YOUR TASKS:
a – In the post on Atlanta traffic and transit, shorten the paragraph beginning "Instead of foolishly and futilely" while keeping its main facts.
b – According to the post on Atlanta traffic and transit, how many lanes wide is the Downtown Connector?
c – In the post on Atlanta traffic and transit, change "train" to "rail" and give the stretch from "Instead of foolishly" through "and surface routes)." with that one change.

TEXT TO READ:
□ □ □
This is an excellent point. Though with the freeway system effectively being built-out both physically and politically, one of the few options that a major metro area like Atlanta has to help traffic flow on major roads like the Downtown Connector is for more money to be invested in improving, upgrading and expanding transit....That's because a high-quality transit network is an absolute necessity in a very large major metro area of 6 million people with an extremely limited road network.

Quote:
Originally Posted by afdinatl View Post
I wonder how traffic would be if 75 and 85 didn't combine? They would have been separate but close to each other with 12 lanes for 75 and 12 lanes for 85
They did enough damage to the city with the construction of the one single 14-16 lane Downtown Connector roadway through densely developed urban neighborhoods. We don't need two 12-lane freeways running through the city side by side. We can't widen freeways forever, particularly through densely developed and densely populated urban neighborhoods. At some point, a very large major metro area/region of 6 million people with extremely limited space for roadways does absolutely critically need to invest in and utilize transit at a high level, particularly after the road network has reached build-out.

Instead of foolishly and futilely attempting to knockdown and destroy more densely developed and populated urban neighborhoods to build more multi-lane freeways, what we need is a better and larger transit system with more train and bus service for the most heavily populated parts of the region. We particularly need much more transit service through the center of the Atlanta metro region (inside of the I-285 Perimeter and parallel to major Interstate and surface routes).

Quote:
Originally Posted by bu2 View Post
I think that was the biggest mistake Atlanta ever made on transportation. They went cheap and funneled too much traffic into one space.
□ □ □
RECORDED DATA:
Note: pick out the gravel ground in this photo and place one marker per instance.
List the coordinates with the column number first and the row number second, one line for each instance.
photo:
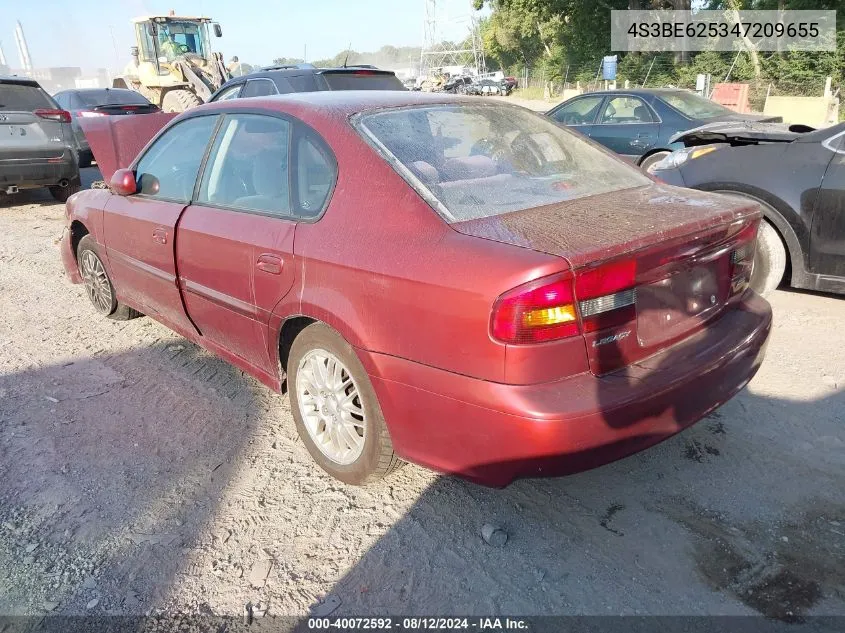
column 139, row 474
□ □ □
OUTPUTS BY TASK:
a – Instead of tearing down dense, populated urban neighborhoods to build more multi-lane freeways, the region needs a better and larger transit system with more train and bus service in its most heavily populated parts. This is especially true through the center of the Atlanta metro region, inside the I-285 Perimeter and parallel to major Interstate and surface routes.

b – 14-16 lanes.

c –
Instead of foolishly and futilely attempting to knockdown and destroy more densely developed and populated urban neighborhoods to build more multi-lane freeways, what we need is a better and larger transit system with more rail and bus service for the most heavily populated parts of the region. We particularly need much more transit service through the center of the Atlanta metro region (inside of the I-285 Perimeter and parallel to major Interstate and surface routes).